■ **WHAT IS ASKED**
Please pick out every line in the listing below that contains the word "staircase" with the same capitalization, and copy each of those lines.

■ **EXCERPTED RECORDS**

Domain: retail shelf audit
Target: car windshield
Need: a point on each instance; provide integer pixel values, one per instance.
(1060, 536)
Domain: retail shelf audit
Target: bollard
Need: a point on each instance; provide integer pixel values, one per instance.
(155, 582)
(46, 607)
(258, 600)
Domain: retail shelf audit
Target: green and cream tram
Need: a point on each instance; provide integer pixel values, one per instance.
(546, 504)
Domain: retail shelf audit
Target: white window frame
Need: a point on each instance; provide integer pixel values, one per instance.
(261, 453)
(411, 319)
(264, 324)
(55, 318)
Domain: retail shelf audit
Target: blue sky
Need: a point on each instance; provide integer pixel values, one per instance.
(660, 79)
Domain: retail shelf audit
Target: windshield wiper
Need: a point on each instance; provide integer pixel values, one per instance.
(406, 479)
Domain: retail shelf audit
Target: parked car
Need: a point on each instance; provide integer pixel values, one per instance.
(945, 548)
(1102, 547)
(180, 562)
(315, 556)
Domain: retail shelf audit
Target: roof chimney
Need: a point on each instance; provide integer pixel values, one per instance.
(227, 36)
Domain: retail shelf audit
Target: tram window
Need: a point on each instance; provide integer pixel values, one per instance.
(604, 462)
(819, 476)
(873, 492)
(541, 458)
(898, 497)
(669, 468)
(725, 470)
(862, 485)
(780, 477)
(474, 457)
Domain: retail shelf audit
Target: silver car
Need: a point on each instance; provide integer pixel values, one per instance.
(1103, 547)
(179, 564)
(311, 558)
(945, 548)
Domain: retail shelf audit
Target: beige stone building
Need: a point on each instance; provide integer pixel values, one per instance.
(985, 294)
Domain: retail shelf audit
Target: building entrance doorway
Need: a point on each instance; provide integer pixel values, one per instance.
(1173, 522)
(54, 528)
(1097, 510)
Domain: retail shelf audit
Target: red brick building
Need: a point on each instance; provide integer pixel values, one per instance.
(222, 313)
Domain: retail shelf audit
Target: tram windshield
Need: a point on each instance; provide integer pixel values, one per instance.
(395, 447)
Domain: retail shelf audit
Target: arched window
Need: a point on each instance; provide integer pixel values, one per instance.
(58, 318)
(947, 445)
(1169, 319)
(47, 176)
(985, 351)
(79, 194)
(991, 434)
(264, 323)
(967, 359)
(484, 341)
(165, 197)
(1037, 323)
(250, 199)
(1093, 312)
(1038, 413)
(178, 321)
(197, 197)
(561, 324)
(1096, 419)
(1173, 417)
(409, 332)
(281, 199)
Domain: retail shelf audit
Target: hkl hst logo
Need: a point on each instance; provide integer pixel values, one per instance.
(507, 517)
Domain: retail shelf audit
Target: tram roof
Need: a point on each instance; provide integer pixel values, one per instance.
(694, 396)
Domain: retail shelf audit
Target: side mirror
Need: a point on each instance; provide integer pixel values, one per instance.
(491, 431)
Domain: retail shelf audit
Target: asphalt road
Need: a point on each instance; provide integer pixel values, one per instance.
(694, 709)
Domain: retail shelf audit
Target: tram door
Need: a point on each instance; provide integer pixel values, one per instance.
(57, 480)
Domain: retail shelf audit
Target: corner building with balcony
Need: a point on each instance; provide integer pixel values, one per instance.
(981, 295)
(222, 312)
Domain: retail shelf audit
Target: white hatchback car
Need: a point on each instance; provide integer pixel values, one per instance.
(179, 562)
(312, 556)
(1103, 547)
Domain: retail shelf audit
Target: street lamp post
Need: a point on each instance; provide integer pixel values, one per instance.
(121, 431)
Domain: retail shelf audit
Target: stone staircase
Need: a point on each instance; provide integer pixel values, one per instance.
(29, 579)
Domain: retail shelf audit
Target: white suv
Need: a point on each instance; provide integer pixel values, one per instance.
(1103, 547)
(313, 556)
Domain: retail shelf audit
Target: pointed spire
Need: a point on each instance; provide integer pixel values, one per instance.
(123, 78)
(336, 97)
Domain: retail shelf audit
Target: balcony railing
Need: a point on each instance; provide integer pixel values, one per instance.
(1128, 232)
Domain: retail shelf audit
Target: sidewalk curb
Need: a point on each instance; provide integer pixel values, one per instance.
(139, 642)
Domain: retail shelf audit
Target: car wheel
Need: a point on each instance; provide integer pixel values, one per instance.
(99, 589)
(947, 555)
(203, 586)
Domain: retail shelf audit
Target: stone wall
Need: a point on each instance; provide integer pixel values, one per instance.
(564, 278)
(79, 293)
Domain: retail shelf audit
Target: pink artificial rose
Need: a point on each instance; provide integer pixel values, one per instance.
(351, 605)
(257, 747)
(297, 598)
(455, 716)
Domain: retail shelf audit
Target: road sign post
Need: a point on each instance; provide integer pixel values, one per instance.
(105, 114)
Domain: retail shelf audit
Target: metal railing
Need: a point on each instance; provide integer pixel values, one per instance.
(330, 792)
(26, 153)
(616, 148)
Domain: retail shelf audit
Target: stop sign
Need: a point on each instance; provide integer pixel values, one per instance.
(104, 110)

...

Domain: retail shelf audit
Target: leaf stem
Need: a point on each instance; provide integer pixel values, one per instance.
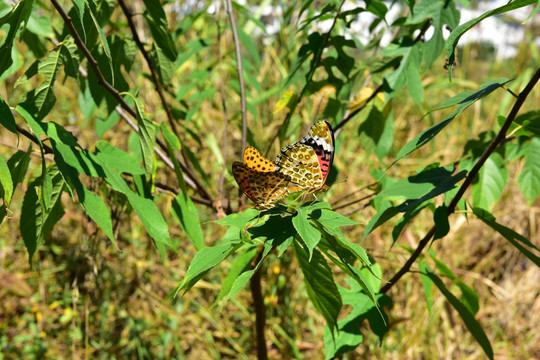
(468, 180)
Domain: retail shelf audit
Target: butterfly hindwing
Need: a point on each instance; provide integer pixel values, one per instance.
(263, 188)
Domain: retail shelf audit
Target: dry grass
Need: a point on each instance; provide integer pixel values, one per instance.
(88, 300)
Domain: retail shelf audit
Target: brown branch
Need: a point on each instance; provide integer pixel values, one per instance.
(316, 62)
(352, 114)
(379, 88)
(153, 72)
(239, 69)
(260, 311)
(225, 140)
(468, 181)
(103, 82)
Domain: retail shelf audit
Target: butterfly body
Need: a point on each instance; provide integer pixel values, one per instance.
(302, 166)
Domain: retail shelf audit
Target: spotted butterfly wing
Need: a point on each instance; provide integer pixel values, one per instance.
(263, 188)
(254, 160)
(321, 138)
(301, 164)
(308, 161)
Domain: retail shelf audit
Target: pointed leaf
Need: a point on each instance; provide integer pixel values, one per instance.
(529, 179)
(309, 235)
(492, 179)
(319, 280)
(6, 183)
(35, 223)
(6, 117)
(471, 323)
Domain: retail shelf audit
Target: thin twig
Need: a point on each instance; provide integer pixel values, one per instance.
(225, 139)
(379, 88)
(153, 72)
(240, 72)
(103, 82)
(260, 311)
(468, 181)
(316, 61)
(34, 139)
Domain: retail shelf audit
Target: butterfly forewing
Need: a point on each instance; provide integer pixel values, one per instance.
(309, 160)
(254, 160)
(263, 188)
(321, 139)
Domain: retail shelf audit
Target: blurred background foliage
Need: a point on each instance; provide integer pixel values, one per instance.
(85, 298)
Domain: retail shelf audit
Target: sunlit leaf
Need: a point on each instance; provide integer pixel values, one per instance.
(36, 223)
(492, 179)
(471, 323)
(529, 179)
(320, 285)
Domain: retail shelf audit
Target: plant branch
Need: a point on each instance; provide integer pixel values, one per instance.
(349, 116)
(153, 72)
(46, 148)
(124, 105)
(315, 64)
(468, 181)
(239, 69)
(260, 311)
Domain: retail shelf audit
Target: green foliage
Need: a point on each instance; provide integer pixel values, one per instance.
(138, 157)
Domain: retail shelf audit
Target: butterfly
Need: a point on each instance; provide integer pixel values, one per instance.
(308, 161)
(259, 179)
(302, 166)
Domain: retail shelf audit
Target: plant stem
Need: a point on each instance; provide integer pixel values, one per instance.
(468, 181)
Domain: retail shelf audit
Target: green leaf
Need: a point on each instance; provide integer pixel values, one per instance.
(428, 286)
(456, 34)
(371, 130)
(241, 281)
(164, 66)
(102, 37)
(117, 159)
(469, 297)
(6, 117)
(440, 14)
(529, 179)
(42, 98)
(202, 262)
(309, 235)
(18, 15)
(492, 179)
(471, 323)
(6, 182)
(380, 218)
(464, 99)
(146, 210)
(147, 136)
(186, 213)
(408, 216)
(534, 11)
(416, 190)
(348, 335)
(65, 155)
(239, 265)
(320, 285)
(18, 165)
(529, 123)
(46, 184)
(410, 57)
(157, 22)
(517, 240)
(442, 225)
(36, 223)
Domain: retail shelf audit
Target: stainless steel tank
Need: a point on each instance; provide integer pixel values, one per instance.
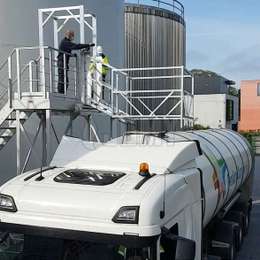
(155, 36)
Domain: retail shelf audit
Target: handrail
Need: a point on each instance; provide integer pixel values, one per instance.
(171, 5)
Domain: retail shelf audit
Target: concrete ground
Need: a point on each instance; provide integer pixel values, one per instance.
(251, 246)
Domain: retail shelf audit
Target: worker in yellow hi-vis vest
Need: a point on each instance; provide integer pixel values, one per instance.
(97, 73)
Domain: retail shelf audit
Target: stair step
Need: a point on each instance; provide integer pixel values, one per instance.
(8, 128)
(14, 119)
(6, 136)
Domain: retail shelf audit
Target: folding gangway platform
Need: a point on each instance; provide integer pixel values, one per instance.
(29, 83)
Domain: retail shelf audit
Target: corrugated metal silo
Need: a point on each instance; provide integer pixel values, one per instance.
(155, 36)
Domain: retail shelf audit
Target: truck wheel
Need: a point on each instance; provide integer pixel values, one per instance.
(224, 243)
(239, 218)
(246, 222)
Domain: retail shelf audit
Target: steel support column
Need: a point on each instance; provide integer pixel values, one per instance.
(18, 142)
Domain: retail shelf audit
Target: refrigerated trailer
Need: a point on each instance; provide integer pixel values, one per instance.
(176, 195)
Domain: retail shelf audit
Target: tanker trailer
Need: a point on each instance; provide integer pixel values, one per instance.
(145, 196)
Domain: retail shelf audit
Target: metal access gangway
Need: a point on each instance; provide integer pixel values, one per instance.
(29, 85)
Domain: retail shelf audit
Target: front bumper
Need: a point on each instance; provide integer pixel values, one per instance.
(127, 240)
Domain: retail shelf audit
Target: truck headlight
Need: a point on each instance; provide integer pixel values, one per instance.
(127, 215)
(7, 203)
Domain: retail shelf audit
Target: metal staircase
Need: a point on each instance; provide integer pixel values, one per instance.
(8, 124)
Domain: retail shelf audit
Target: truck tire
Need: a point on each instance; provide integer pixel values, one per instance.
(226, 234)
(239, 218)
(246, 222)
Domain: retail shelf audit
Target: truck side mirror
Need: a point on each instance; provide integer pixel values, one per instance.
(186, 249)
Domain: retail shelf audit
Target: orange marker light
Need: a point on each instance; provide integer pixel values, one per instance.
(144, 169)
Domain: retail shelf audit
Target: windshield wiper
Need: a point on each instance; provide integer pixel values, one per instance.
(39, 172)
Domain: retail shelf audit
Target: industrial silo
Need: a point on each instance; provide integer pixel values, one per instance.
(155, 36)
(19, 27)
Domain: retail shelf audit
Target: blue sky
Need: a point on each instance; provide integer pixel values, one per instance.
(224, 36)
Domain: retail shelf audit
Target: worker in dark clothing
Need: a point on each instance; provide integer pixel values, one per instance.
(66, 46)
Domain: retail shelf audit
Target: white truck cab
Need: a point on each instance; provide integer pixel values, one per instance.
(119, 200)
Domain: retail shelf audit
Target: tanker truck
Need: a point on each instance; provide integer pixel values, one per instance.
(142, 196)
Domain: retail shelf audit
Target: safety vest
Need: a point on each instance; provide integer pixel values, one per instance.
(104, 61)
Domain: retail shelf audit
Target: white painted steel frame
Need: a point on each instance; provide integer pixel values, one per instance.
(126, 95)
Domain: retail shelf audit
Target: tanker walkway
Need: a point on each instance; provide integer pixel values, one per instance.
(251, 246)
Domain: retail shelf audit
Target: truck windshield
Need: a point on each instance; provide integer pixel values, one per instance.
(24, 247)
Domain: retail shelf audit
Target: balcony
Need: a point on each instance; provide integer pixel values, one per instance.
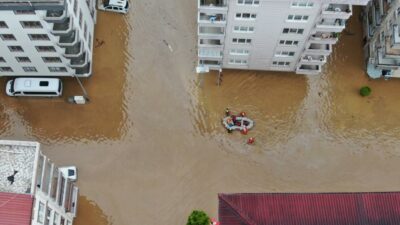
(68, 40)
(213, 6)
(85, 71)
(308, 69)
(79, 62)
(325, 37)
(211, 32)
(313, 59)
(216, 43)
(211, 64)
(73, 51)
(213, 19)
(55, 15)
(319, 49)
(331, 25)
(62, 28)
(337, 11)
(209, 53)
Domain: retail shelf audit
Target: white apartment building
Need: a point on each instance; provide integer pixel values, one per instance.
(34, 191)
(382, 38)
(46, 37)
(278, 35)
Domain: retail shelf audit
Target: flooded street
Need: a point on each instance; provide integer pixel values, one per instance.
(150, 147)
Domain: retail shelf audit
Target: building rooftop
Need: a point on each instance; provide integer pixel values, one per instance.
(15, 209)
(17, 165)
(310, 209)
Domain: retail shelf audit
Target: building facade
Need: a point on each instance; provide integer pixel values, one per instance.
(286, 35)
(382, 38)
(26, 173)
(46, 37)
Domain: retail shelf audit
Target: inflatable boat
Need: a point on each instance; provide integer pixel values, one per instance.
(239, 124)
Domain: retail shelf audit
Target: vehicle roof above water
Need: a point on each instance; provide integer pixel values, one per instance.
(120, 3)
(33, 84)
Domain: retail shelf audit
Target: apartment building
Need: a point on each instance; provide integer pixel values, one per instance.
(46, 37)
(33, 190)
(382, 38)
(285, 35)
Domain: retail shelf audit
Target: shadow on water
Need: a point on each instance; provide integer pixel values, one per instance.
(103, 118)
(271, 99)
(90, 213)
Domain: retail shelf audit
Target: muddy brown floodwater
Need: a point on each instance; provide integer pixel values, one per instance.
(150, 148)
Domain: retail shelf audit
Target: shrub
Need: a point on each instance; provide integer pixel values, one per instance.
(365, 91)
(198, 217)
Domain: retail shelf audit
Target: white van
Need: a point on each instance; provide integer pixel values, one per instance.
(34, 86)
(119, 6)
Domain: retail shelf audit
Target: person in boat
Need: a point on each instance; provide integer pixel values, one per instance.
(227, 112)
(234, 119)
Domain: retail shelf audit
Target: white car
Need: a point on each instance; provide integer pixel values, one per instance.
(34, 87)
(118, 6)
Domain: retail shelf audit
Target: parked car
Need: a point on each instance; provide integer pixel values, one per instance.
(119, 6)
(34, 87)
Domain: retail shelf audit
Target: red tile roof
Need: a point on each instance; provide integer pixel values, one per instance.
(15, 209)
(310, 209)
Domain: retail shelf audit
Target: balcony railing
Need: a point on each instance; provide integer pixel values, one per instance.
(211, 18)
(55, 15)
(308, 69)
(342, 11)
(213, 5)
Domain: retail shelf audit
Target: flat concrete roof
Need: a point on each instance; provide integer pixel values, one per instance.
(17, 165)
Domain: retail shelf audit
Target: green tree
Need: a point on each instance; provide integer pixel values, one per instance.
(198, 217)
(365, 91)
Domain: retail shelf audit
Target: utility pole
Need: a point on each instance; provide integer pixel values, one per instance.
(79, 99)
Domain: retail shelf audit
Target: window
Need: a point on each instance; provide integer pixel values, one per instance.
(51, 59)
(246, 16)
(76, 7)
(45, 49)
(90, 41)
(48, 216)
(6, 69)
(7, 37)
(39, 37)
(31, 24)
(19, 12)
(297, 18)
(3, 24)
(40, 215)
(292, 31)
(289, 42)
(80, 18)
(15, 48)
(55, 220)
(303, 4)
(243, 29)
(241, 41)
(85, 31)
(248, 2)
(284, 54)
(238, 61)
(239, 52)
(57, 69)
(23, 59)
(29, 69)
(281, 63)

■ **RESPONSE FOR THIS EXERCISE**
Target: stone staircase
Target: metal staircase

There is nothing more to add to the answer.